• _Supplied material_

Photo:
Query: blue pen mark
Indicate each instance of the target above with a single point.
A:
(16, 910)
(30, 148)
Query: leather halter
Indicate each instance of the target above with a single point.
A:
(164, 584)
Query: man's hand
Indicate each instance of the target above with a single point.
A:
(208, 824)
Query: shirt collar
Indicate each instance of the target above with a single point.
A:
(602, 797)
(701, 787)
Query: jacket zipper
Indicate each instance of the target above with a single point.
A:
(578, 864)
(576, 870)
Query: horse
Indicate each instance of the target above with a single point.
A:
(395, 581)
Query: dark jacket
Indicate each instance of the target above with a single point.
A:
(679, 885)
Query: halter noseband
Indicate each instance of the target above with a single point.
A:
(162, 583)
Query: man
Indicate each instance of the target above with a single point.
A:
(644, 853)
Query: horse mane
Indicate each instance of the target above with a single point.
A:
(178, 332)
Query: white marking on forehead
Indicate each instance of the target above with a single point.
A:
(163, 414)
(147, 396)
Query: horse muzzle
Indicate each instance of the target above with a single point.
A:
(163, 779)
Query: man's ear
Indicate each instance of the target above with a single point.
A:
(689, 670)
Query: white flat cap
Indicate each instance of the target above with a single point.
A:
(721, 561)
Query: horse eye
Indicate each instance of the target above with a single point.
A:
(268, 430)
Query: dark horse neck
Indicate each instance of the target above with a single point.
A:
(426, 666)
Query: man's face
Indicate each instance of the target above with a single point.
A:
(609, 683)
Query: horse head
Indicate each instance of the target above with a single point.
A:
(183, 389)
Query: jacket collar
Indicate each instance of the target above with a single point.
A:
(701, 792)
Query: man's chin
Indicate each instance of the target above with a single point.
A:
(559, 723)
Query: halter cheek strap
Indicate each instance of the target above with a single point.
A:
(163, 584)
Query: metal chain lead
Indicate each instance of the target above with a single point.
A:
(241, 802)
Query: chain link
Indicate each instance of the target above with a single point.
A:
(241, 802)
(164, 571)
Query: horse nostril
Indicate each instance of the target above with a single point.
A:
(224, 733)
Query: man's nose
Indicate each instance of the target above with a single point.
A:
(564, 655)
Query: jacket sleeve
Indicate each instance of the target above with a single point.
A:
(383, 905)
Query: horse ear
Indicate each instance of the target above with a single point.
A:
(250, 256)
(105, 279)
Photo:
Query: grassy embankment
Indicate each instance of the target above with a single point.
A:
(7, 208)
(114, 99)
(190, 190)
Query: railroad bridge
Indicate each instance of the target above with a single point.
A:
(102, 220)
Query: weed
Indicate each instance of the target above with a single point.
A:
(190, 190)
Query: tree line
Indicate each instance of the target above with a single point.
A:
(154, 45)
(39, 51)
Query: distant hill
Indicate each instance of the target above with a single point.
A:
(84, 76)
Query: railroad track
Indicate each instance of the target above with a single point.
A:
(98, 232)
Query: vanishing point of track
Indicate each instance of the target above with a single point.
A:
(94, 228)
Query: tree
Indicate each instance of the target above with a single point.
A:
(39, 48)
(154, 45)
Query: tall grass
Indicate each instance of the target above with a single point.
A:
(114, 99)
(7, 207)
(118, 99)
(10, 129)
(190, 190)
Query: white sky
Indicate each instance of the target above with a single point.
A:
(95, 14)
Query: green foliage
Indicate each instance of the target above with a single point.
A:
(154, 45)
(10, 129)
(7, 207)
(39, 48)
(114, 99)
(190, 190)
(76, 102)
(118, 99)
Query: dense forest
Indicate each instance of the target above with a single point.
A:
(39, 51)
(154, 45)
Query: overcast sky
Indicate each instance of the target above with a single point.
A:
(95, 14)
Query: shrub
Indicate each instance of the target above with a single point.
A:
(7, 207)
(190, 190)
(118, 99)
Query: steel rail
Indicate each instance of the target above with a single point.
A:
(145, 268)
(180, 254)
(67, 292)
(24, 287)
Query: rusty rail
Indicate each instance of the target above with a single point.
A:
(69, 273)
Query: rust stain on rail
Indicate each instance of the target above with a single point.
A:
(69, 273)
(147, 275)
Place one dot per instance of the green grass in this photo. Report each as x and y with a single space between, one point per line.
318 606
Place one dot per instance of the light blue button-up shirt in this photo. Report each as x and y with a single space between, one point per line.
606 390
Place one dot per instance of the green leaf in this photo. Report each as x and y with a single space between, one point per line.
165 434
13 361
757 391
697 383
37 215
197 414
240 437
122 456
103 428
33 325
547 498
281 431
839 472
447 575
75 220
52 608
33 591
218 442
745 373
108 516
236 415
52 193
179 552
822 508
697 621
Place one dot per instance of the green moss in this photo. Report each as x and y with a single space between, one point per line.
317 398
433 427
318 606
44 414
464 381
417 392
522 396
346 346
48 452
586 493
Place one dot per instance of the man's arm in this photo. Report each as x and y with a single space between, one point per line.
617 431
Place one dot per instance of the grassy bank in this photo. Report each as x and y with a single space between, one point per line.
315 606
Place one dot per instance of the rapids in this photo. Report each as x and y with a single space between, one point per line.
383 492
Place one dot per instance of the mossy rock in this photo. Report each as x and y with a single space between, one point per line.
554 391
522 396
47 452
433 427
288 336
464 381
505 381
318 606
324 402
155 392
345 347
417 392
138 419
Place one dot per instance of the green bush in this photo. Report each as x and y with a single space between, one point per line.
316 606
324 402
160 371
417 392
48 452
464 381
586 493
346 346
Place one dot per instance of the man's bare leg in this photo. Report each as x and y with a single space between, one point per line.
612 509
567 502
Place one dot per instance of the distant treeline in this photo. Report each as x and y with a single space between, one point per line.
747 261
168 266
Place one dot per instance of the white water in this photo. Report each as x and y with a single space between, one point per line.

• _Exercise requirements_
Output every line of the data again, exactly.

• _The completed task_
Photo:
Query: blue pen mark
Indicate each instance of the target above with a single point.
A:
(16, 910)
(30, 148)
Query: leather halter
Indicate each instance of the target above with a single point.
A:
(164, 584)
Query: man's hand
Indicate each instance of the target above with a single point.
A:
(208, 824)
Query: shirt collar
Indicate each instance of the target above with a single point.
A:
(602, 797)
(701, 787)
Query: jacket zipper
Indicate each instance of the target above with a single point.
A:
(578, 864)
(576, 870)
Query: horse
Indicate each instance of the target above with a single point.
A:
(395, 581)
Query: dark jacket
Indicate each instance of the target above with a single point.
A:
(679, 885)
Query: halter noseband
Indicate each instance of the target above with a single point.
A:
(162, 583)
Query: man
Indicate each instance of the target above with a single point.
A:
(644, 853)
Query: horse mane
Indicate each instance of the target above with a single point.
A:
(178, 332)
Query: white marking on forehead
Indicate each instance of the target above with a single point.
A:
(163, 414)
(147, 396)
Query: horse muzzle
Indicate each instance of the target above with a single point.
A:
(163, 779)
Query: man's ear
Indicate each instance of the target above with a single point.
A:
(689, 670)
Query: white flat cap
Indicate each instance of the target above with a single point.
A:
(721, 561)
Query: horse eye
Indicate each instance of the target above with a single point.
A:
(268, 430)
Query: dark horse neck
Indicate each instance of the target above with a single point.
A:
(426, 666)
Query: man's face
Indicate each instance of the target above with a single point.
A:
(609, 683)
Query: horse head
Indicate each instance of the target above with a single point.
A:
(183, 389)
Query: jacket collar
Indicate each instance of the target above with a single point.
A:
(701, 792)
Query: man's chin
Indicate each instance of the target above with a single point.
A:
(559, 723)
Query: halter cheek strap
Indicate each instance of the target above with a single point.
A:
(163, 584)
Query: metal chain lead
Indicate each instance of the target above with a single point.
A:
(241, 802)
Query: chain link
Indicate each instance of the target above with a single point.
A:
(241, 802)
(164, 571)
Query: horse nostril
Indicate each instance of the target above with a single point.
A:
(224, 733)
Query: man's nose
Indicate each instance of the target above with a single point.
A:
(564, 655)
Query: jacket sleeve
Indicate each instance of the target above with a single point.
A:
(383, 905)
Query: horse ear
Indicate each instance of the target above with a single point.
A:
(250, 256)
(105, 279)
Photo:
Query: grassy embankment
Indicate each instance of the target above with a single point.
A:
(7, 208)
(114, 99)
(190, 190)
Query: railroad bridge
Indicate each instance of the target above with a single point.
A:
(102, 220)
Query: weed
Indicate each instance of the target above with a single point.
A:
(190, 190)
Query: tree line
Indicate each instance of the target above with a single point.
A:
(154, 45)
(39, 51)
Query: distant hill
Indicate each instance of the target above with a single point.
A:
(84, 76)
Query: railroad track
Indicate each instance of the target above with a single point.
A:
(98, 232)
Query: vanishing point of track
Indicate each instance of the target above with a single point.
A:
(94, 228)
Query: tree
Indicate each instance of the target above with a single point.
A:
(39, 48)
(154, 45)
Query: tall grass
Indicate each instance of the target above with a single point.
A:
(114, 99)
(7, 207)
(118, 99)
(10, 129)
(190, 190)
Query: white sky
Indicate each instance of the target above with a single point.
A:
(95, 14)
Query: green foliage
Indicate each instance of the target above with a single point.
A:
(154, 45)
(10, 129)
(7, 207)
(39, 48)
(114, 99)
(190, 190)
(76, 102)
(118, 99)
Query: dense forest
Indicate each instance of the target above with a single point.
A:
(39, 51)
(154, 45)
Query: overcast sky
Indicate each instance of the target above with a single point.
A:
(95, 14)
Query: shrub
Indicate each instance of the target above with a single point.
A:
(7, 207)
(190, 190)
(118, 99)
Query: steel rail
Indicate each instance of the target above with a single point.
A:
(145, 268)
(180, 254)
(67, 292)
(24, 287)
Query: rusty rail
Indicate each instance of the target above with a single point.
A:
(69, 273)
Query: rust stain on rail
Indicate each instance of the target above with a single point.
A:
(69, 273)
(147, 275)
Place one dot per instance of the green grass in this photo. Report each as x and y with a single space between, one point per line.
318 606
Place one dot per instance of the light blue button-up shirt in this photo. Report each as x and y with a single space between, one point per line.
606 390
Place one dot per instance of the green leaf in this photo. Report each as x and y with a single space between, one point per line.
165 434
13 361
757 391
697 383
37 215
197 414
240 437
122 456
103 428
33 325
547 498
281 431
839 472
447 575
75 220
52 608
33 591
218 442
745 373
108 516
236 415
52 193
179 552
822 508
697 621
Place one dot per instance of the green moss in this photo. Report each as x and y with a single space between, one point per line.
317 398
433 427
318 606
44 414
464 381
417 392
522 396
346 346
48 452
586 493
Place one dot per instance of the man's arm in this photo. Report each as x and y with a single space between, one point per line.
617 431
Place one dot per instance of the grassy bank in this photo. Report each as x and y with a single space between, one point per line.
315 606
Place one dot per instance of the rapids in this photo. Report each as x and y with a single space between, one point per line.
383 492
Place one dot per instance of the mossy rock in this photo. Report each as x and y with a single space between, one point per line.
554 391
522 396
47 452
433 427
288 336
464 381
505 381
318 606
324 402
155 392
345 347
417 392
138 419
Place one dot per instance of the green bush in this photo. Report each as x and y with a single space between, one point per line.
316 606
324 402
160 371
417 392
48 452
464 381
586 493
346 346
Place one dot per instance of the man's bare leg in this photo. Report each as x and y with a single space between, one point per line.
612 509
567 502
Place one dot per instance of the distant treeline in this photo. Report each as x and y with a single space between, one point per line.
747 261
168 266
Place one dot per instance of the white water in this photo. Report each as x and y with a single space between, one point per line.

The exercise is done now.